= COMPLETE THE FOLLOWING =
1. Edit the passage of the Peloton article between "Peloton (NASDAQ: PTON)" and "and order delays.", inclusive, replacing "treadmill" with "rowing machine", and present the revised passage.
2. According to the Peloton article, how much were users paying for a Peloton bike?

= SOURCE EXTRACT =
Peloton is struggling with pandemic-driven demand for its products, causing the stock to drop this week. Could this be a growing problem for Peloton?
Peloton (NASDAQ: PTON) is currently promoting equipment it may not be able to deliver until 2021 as it battles with an unprecedented amount of new orders due to the company’s growing popularity. Frustrated consumers are taking to Peloton’s customer-service lines for help to cancel orders after waiting months. Others are turning to competing brands such as Bowflex and NordicTrack and sharing tips online on how to recreate the Peloton experience. Peloton shares dropped over 3.5% on Tuesday following reports of such behavior.
The exercise hardware and software company has been a hit on Wall Street during the pandemic, with users forking out $1,895 for a Peloton bike and $2,485 for a treadmill. Its shares have almost tripled year to date, but have recently slid due to positive vaccine news and order delays.
Long waiting times for Peloton products
The company stated that the delays are due to the equipment being manufactured abroad and then being shipped to the U.S. The prolonged shipping times do not come as a huge surprise, as Peloton announced it would be “operating under supply constraints for the foreseeable future” in its earnings report earlier this month. The exercise equipment company stated in the report: “As we rapidly scale our organization to meet the extraordinary demand for our products, we realize that some of our members have faced extended delays associated with receiving our products or having support requests fulfilled.” Peloton owed the delays to increasing demand from users who are unable to attend gyms and sporting events during the lockdown.

= PROVIDED RECORDS =
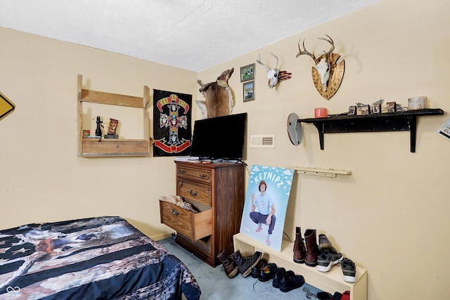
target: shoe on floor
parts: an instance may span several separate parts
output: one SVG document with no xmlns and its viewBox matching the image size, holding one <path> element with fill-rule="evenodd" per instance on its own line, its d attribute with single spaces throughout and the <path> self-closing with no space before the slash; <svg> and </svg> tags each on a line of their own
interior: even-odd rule
<svg viewBox="0 0 450 300">
<path fill-rule="evenodd" d="M 225 249 L 222 250 L 219 254 L 217 254 L 217 258 L 222 263 L 224 266 L 224 269 L 225 270 L 225 273 L 229 277 L 229 278 L 233 278 L 238 274 L 238 266 L 234 262 L 234 261 L 229 258 L 226 253 L 225 253 Z"/>
<path fill-rule="evenodd" d="M 252 277 L 253 278 L 257 278 L 259 277 L 259 272 L 261 272 L 261 269 L 265 267 L 267 265 L 267 261 L 265 259 L 259 259 L 258 263 L 256 264 L 253 268 L 252 268 Z"/>
<path fill-rule="evenodd" d="M 338 250 L 333 247 L 331 242 L 326 235 L 323 234 L 319 235 L 319 251 L 324 251 L 328 249 L 331 252 L 338 253 Z"/>
<path fill-rule="evenodd" d="M 356 282 L 356 267 L 353 261 L 345 258 L 341 261 L 340 267 L 344 274 L 344 281 L 347 282 Z"/>
<path fill-rule="evenodd" d="M 326 249 L 317 257 L 317 270 L 328 272 L 333 266 L 340 263 L 342 258 L 342 254 Z"/>
<path fill-rule="evenodd" d="M 289 270 L 286 271 L 286 269 L 284 268 L 278 268 L 276 269 L 275 272 L 275 275 L 274 275 L 274 280 L 272 280 L 272 286 L 276 289 L 280 288 L 280 282 L 281 281 L 281 278 L 286 276 L 295 276 L 295 273 L 294 271 Z"/>
<path fill-rule="evenodd" d="M 283 292 L 297 289 L 304 284 L 304 278 L 301 275 L 285 276 L 280 281 L 280 290 Z"/>
<path fill-rule="evenodd" d="M 258 278 L 258 280 L 262 282 L 266 282 L 270 280 L 271 279 L 274 278 L 275 273 L 276 272 L 276 269 L 277 268 L 276 263 L 266 264 L 259 271 L 259 277 Z"/>
<path fill-rule="evenodd" d="M 242 276 L 247 277 L 252 272 L 252 268 L 259 262 L 262 257 L 262 253 L 257 251 L 252 255 L 244 256 L 240 253 L 240 251 L 236 250 L 233 254 L 230 255 L 230 257 L 236 263 Z"/>
</svg>

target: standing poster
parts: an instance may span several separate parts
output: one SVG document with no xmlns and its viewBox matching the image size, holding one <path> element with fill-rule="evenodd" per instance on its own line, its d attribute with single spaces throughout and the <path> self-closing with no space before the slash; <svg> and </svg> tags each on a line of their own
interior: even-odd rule
<svg viewBox="0 0 450 300">
<path fill-rule="evenodd" d="M 253 164 L 240 233 L 281 251 L 283 230 L 295 170 Z"/>
<path fill-rule="evenodd" d="M 191 154 L 192 95 L 153 90 L 153 156 Z"/>
</svg>

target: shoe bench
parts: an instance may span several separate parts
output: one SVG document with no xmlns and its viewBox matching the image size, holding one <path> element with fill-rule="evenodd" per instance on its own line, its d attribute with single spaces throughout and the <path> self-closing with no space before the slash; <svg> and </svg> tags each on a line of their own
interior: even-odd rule
<svg viewBox="0 0 450 300">
<path fill-rule="evenodd" d="M 350 300 L 367 300 L 367 271 L 356 266 L 356 281 L 354 283 L 344 281 L 344 275 L 339 266 L 333 266 L 328 272 L 319 272 L 316 267 L 293 261 L 294 242 L 283 240 L 279 252 L 243 233 L 233 236 L 234 250 L 239 249 L 243 256 L 252 255 L 255 251 L 262 252 L 267 261 L 275 263 L 278 267 L 293 270 L 301 275 L 305 282 L 324 292 L 333 294 L 335 292 L 343 293 L 350 291 Z"/>
</svg>

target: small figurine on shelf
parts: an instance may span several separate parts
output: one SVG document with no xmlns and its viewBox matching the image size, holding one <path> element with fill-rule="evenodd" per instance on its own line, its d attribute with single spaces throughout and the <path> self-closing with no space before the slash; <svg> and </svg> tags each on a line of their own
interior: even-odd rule
<svg viewBox="0 0 450 300">
<path fill-rule="evenodd" d="M 108 128 L 108 134 L 105 135 L 105 138 L 119 138 L 119 136 L 115 134 L 115 131 L 117 129 L 119 124 L 119 120 L 110 118 L 110 124 Z"/>
<path fill-rule="evenodd" d="M 97 116 L 97 121 L 96 122 L 96 123 L 97 123 L 97 129 L 96 129 L 96 137 L 101 137 L 101 128 L 100 128 L 100 126 L 103 126 L 103 125 L 101 124 L 103 122 L 101 120 L 101 117 L 100 116 Z"/>
</svg>

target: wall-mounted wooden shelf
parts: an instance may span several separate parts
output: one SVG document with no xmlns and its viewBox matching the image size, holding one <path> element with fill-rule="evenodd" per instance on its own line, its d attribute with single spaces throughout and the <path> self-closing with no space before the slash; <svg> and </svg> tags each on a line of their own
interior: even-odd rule
<svg viewBox="0 0 450 300">
<path fill-rule="evenodd" d="M 78 156 L 111 157 L 111 156 L 150 156 L 150 146 L 154 140 L 150 138 L 150 121 L 147 106 L 150 101 L 150 89 L 143 87 L 143 97 L 119 95 L 97 91 L 83 89 L 82 76 L 78 75 Z M 83 102 L 108 104 L 111 105 L 128 106 L 143 110 L 143 139 L 119 139 L 83 138 Z"/>
<path fill-rule="evenodd" d="M 297 122 L 312 123 L 317 128 L 321 150 L 323 150 L 324 133 L 409 131 L 411 152 L 415 152 L 417 117 L 436 115 L 444 115 L 444 111 L 440 108 L 428 108 L 366 115 L 299 119 Z"/>
<path fill-rule="evenodd" d="M 335 170 L 333 169 L 305 168 L 302 167 L 290 167 L 299 174 L 313 175 L 315 176 L 335 178 L 336 175 L 352 175 L 352 171 Z"/>
</svg>

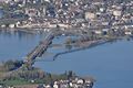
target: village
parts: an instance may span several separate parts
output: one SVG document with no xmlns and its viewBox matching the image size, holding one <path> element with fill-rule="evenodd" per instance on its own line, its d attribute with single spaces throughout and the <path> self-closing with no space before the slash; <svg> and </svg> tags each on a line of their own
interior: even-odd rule
<svg viewBox="0 0 133 88">
<path fill-rule="evenodd" d="M 133 29 L 132 0 L 1 0 L 0 28 L 49 31 L 93 30 L 95 34 Z"/>
</svg>

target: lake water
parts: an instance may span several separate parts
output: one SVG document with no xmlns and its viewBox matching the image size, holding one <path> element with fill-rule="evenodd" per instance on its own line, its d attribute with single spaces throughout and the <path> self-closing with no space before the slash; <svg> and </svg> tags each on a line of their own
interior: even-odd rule
<svg viewBox="0 0 133 88">
<path fill-rule="evenodd" d="M 0 62 L 22 59 L 45 34 L 0 32 Z M 52 50 L 54 51 L 54 50 Z M 119 41 L 61 55 L 54 62 L 37 62 L 45 72 L 73 70 L 96 79 L 94 88 L 133 88 L 133 41 Z"/>
</svg>

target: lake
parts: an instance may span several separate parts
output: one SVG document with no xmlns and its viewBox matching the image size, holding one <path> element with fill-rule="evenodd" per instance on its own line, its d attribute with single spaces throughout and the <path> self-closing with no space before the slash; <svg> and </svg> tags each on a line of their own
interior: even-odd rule
<svg viewBox="0 0 133 88">
<path fill-rule="evenodd" d="M 24 58 L 44 36 L 0 31 L 0 62 Z M 80 76 L 92 76 L 96 79 L 94 88 L 133 88 L 133 41 L 106 43 L 34 65 L 50 73 L 73 70 Z"/>
</svg>

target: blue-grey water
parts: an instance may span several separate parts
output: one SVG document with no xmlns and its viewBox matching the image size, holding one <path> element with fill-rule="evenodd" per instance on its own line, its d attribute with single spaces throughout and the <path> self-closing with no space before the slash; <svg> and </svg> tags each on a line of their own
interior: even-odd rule
<svg viewBox="0 0 133 88">
<path fill-rule="evenodd" d="M 0 32 L 0 62 L 22 59 L 43 37 L 43 34 Z M 38 62 L 35 66 L 45 72 L 74 70 L 80 76 L 92 76 L 96 79 L 94 88 L 133 88 L 133 41 L 99 45 L 59 56 L 54 62 Z"/>
</svg>

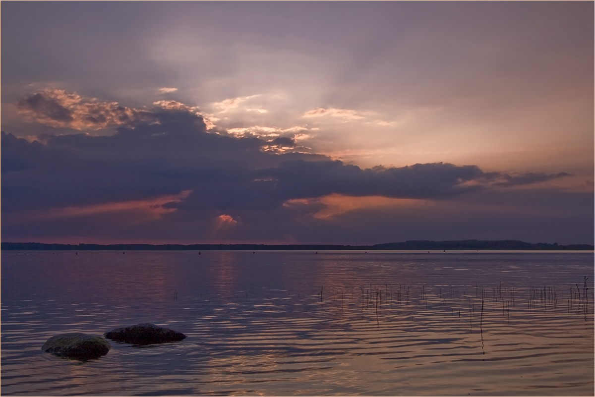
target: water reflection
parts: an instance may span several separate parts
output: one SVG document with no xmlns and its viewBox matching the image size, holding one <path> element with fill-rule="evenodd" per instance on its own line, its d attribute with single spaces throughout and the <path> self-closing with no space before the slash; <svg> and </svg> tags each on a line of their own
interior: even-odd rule
<svg viewBox="0 0 595 397">
<path fill-rule="evenodd" d="M 2 253 L 2 393 L 592 393 L 592 254 L 197 254 Z M 188 338 L 40 350 L 145 322 Z"/>
</svg>

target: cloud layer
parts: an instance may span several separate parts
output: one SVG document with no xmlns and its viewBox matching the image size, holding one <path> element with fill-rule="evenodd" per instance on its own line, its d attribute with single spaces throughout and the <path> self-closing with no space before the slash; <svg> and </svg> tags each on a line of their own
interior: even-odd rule
<svg viewBox="0 0 595 397">
<path fill-rule="evenodd" d="M 98 108 L 108 115 L 118 108 L 57 92 L 41 96 L 68 111 L 67 115 L 61 114 L 63 110 L 35 106 L 27 108 L 27 115 L 38 122 L 73 125 L 76 120 L 96 125 L 92 117 Z M 124 122 L 106 118 L 121 123 L 111 136 L 46 136 L 29 141 L 3 132 L 3 240 L 45 230 L 48 235 L 33 237 L 67 239 L 86 231 L 83 234 L 96 241 L 175 237 L 185 241 L 336 242 L 345 238 L 345 227 L 337 231 L 339 225 L 354 216 L 356 220 L 349 221 L 354 235 L 365 235 L 372 224 L 383 223 L 375 215 L 380 207 L 399 218 L 407 208 L 447 207 L 475 197 L 481 200 L 469 206 L 479 208 L 489 192 L 527 190 L 568 175 L 486 172 L 477 166 L 443 163 L 363 169 L 300 152 L 287 137 L 267 140 L 209 133 L 194 108 L 178 102 L 156 105 L 142 113 L 128 109 L 142 116 Z M 284 150 L 271 151 L 273 146 Z M 390 229 L 383 233 L 391 235 L 394 231 Z M 445 229 L 441 226 L 440 232 Z M 324 230 L 336 235 L 325 239 L 318 235 Z M 388 238 L 374 240 L 379 234 L 358 240 L 381 242 Z M 528 237 L 525 240 L 534 240 Z"/>
</svg>

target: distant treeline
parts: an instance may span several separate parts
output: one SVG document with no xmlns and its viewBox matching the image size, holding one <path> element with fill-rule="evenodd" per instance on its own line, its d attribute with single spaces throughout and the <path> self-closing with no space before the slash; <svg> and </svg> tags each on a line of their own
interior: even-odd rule
<svg viewBox="0 0 595 397">
<path fill-rule="evenodd" d="M 329 244 L 57 244 L 41 242 L 2 242 L 2 250 L 22 251 L 398 251 L 398 250 L 590 250 L 588 244 L 559 245 L 546 242 L 531 244 L 518 240 L 460 240 L 431 241 L 411 240 L 404 242 L 387 242 L 374 245 L 339 245 Z"/>
</svg>

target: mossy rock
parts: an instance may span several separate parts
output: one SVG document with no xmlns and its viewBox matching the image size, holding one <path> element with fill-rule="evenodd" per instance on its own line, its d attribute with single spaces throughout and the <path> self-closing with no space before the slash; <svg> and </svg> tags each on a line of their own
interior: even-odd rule
<svg viewBox="0 0 595 397">
<path fill-rule="evenodd" d="M 46 341 L 41 349 L 61 357 L 90 360 L 107 354 L 111 346 L 100 336 L 81 332 L 62 333 Z"/>
<path fill-rule="evenodd" d="M 151 345 L 168 342 L 177 342 L 186 338 L 181 332 L 158 327 L 154 324 L 145 323 L 125 328 L 116 328 L 106 332 L 104 336 L 108 339 L 124 342 L 132 345 Z"/>
</svg>

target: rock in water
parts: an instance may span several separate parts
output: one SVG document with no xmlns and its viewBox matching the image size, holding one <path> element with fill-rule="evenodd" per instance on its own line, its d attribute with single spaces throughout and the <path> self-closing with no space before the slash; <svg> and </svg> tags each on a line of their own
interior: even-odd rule
<svg viewBox="0 0 595 397">
<path fill-rule="evenodd" d="M 73 332 L 52 336 L 46 341 L 41 349 L 61 357 L 89 360 L 107 354 L 111 346 L 99 336 Z"/>
<path fill-rule="evenodd" d="M 116 328 L 104 336 L 108 339 L 124 342 L 133 345 L 151 345 L 181 341 L 186 336 L 181 332 L 168 328 L 158 327 L 154 324 L 145 323 L 126 328 Z"/>
</svg>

= RESULTS OF THE TASKS =
1.
Peloton (NASDAQ: PTON) is currently promoting equipment it may not be able to deliver until 2021 as it battles with an unprecedented amount of new orders due to the company’s growing popularity. Frustrated consumers are taking to Peloton’s customer-service lines for help to cancel orders after waiting months. Others are turning to competing brands such as Bowflex and NordicTrack and sharing tips online on how to recreate the Peloton experience. Peloton shares dropped over 3.5% on Tuesday following reports of such behavior.
The exercise hardware and software company has been a hit on Wall Street during the pandemic, with users forking out $1,895 for a Peloton bike and $2,485 for a rowing machine. Its shares have almost tripled year to date, but have recently slid due to positive vaccine news and order delays.

2. $1,895